After the song logged more than a quarter-billion U.S. streams the past three weeks, radio is joining in on the viral craze.
Is radio getting ready to dance to the "Harlem Shake" at last?
Airplay still accounts for less than 1% of the song's overall Billboard Hot 100 chart points, but, like all the people who join in for the second half of all those videos, programmers are beginning to get it on Baauer's viral sensation that leads the list for a third week.
This week, "Shake" increases by 33% to 7.9 million in all-format audience, according to Nielsen BDS. It would need, however, approximately twice as much listenership to reach the 75-position Radio Songs survey.
How long has it been since a Hot 100 No. 1 hadn't appeared on Radio Songs? Taylor Hicks' "Do I Make You Proud" was the last such hit," having launched atop the July 1, 2006, chart following his "American Idol" coronation that year. Just like with "Shake" this week, "Proud" that frame ruled the Hot 100 with less than 1% of its chart points owed to radio. (The difference, of course, is that the breakdown of "Shake" is currently 85% streaming/14% sales. "Proud" reigned with a 99% sales domination, 83% of which was due to physical single sales.)
Still, radio is beginning to become a more significant part of the equation for "Shake." The track debuts this week on Pop Songs at No. 38 and Rhythmic at No. 40. That major label Warner Bros. is now promoting the song (after its release in independent label Mad Decent almost a year ago) should also enhance its chances at the medium.
Following the song's viral explosion, including 254 million streams in the U.S. over the three weeks in which "Shake" has topped the Hot 100, programmers are now taking cues from their listeners. "We didn't know what label was responsible and didn't care. We only knew that our audience wanted this," says Alex Tear, Clear Channel Miami VP/programming. "It's a fun visual and a part of pop culture. We want to deliver on audience expectations of our being a part of pop culture fiber. No genius here."

◆ WORK ITEM ◆
Rewrite everything in the "Harlem Shake" airplay article from "Airplay still accounts" down to "Radio Songs survey.", swapping "listenership" for "radio audience". The items that come next have no connection to the "Harlem Shake" airplay article.

◆ SUPPLIED INFORMATION ◆

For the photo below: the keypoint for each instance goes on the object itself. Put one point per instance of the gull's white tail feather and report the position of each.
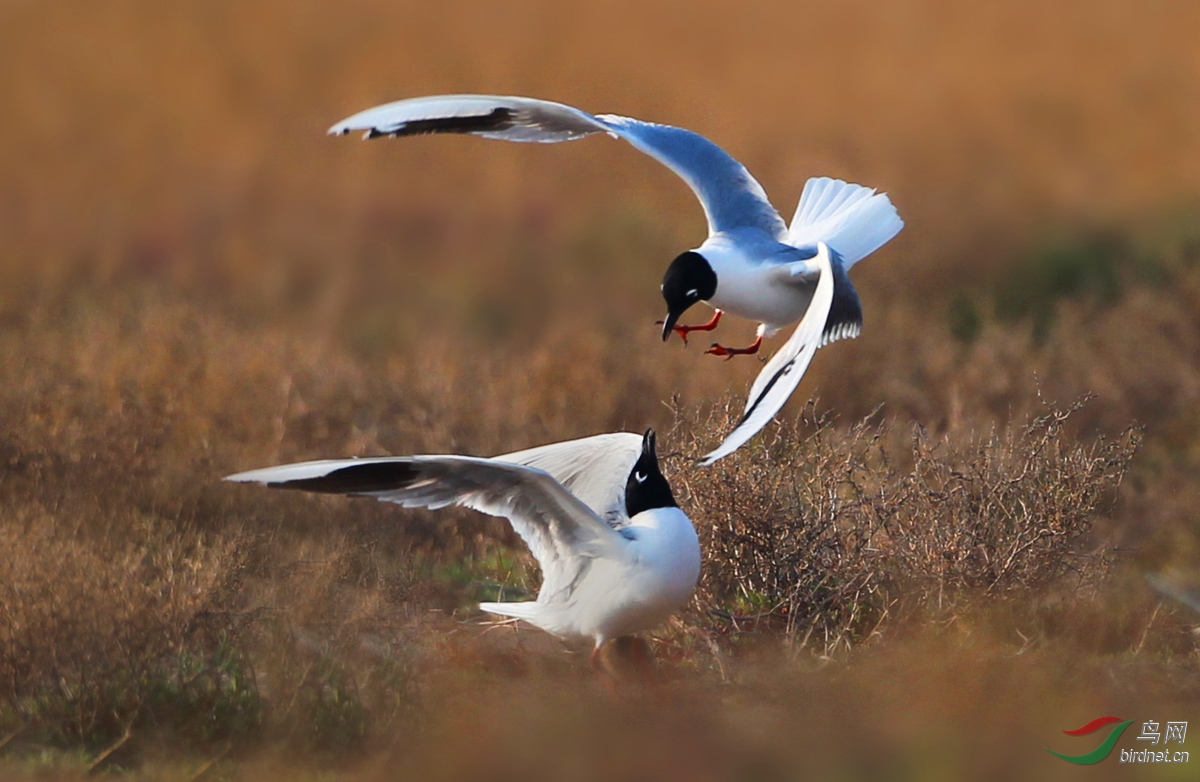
(855, 221)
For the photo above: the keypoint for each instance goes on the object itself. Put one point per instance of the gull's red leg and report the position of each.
(705, 326)
(729, 353)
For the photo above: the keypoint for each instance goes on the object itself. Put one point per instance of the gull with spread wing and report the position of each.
(751, 263)
(617, 554)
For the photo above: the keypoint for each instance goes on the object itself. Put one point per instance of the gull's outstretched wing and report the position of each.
(783, 373)
(594, 469)
(563, 533)
(731, 197)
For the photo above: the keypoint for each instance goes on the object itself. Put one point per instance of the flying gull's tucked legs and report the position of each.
(718, 349)
(683, 331)
(751, 264)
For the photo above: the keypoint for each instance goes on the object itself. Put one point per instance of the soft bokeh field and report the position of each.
(919, 576)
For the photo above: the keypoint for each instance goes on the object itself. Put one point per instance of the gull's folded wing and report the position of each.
(563, 533)
(594, 469)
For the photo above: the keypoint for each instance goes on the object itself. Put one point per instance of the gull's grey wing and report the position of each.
(731, 197)
(563, 533)
(594, 469)
(513, 119)
(783, 373)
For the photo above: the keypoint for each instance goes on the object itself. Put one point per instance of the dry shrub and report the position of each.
(100, 635)
(823, 531)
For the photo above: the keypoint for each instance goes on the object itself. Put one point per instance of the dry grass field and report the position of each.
(928, 569)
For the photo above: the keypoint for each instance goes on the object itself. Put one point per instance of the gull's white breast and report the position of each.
(750, 286)
(622, 597)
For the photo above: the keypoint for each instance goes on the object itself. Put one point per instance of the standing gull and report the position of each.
(751, 263)
(617, 554)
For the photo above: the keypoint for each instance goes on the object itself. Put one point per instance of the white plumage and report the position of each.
(616, 552)
(751, 263)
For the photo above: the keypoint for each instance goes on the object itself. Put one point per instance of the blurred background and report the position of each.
(195, 280)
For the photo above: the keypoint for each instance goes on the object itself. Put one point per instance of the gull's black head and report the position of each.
(646, 487)
(688, 280)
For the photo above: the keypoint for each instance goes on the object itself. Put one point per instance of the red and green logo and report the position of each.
(1099, 752)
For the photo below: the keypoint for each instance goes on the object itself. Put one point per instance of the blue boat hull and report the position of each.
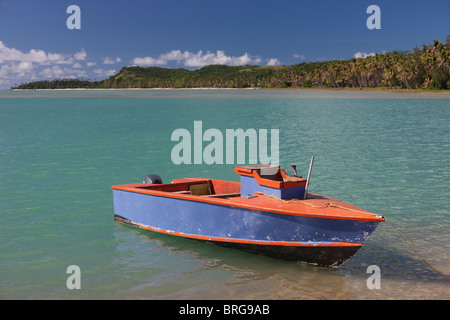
(321, 241)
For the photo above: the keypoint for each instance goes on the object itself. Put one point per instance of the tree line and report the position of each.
(427, 68)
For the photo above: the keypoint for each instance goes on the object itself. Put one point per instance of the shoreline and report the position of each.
(388, 90)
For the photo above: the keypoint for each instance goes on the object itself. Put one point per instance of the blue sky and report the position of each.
(36, 44)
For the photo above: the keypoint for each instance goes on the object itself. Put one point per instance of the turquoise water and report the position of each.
(60, 152)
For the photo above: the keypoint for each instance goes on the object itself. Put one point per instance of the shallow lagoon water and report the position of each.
(60, 152)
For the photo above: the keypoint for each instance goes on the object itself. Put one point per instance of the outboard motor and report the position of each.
(152, 179)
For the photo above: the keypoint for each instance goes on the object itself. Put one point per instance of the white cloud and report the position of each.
(109, 60)
(199, 59)
(273, 62)
(104, 73)
(363, 54)
(17, 66)
(80, 55)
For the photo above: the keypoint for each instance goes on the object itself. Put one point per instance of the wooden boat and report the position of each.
(267, 212)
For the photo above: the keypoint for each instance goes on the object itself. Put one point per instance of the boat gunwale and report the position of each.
(143, 188)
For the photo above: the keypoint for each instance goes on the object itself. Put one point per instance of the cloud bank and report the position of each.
(200, 59)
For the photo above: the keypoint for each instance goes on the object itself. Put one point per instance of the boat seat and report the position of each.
(201, 189)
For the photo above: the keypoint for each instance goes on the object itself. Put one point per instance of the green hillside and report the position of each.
(428, 67)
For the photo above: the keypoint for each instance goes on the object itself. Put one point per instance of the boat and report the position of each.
(267, 212)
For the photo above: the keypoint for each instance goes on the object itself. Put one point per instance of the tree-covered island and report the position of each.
(424, 68)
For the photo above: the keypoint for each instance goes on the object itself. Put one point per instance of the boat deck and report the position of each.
(227, 193)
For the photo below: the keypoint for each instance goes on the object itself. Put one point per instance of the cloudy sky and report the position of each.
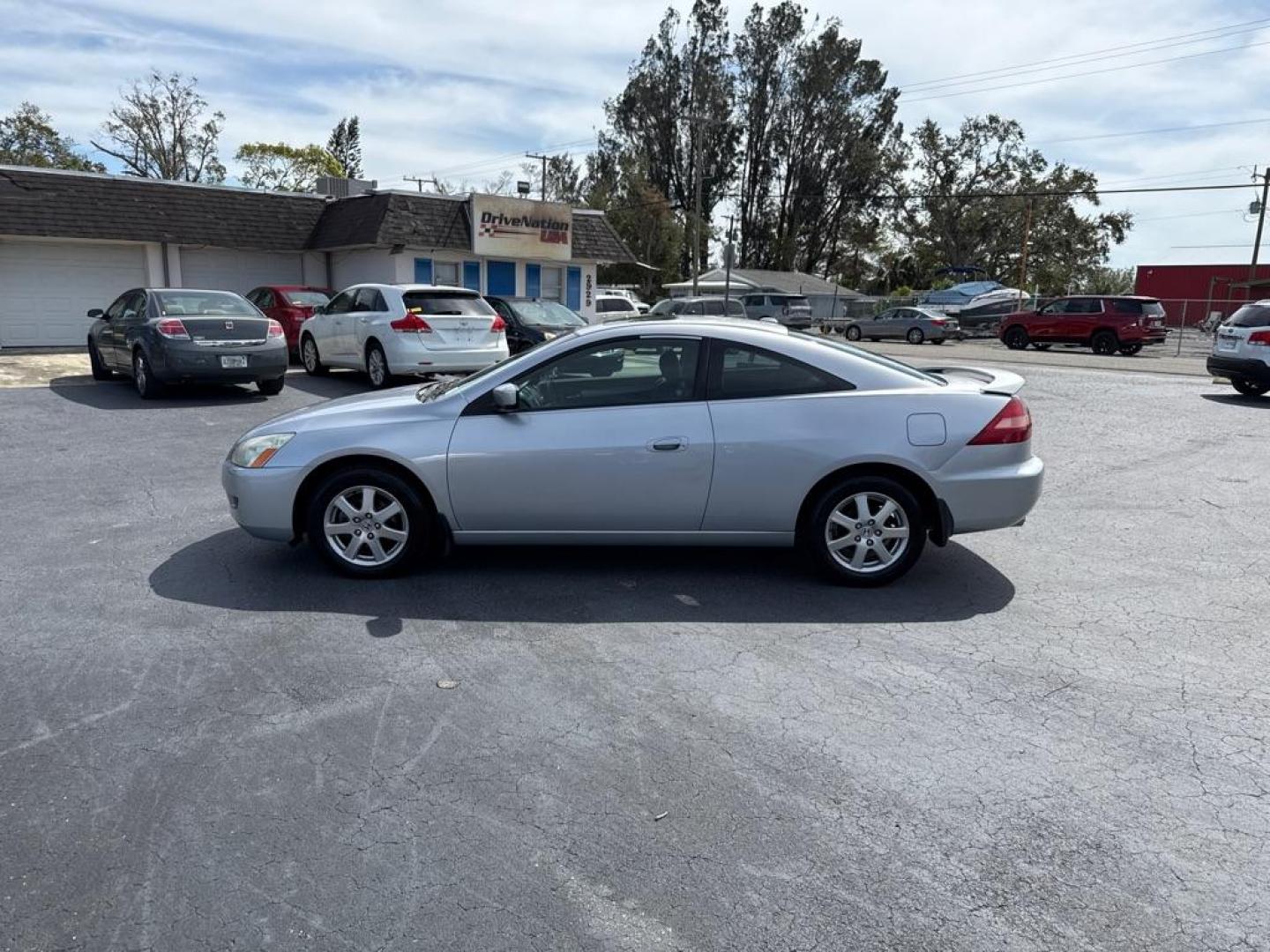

◆ RESPONSE BELOW ◆
Airplay still accounts for less than 1% of the song's overall Billboard Hot 100 chart points, but, like all the people who join in for the second half of all those videos, programmers are beginning to get it on Baauer's viral sensation that leads the list for a third week.
This week, "Shake" increases by 33% to 7.9 million in all-format audience, according to Nielsen BDS. It would need, however, approximately twice as much radio audience to reach the 75-position Radio Songs survey.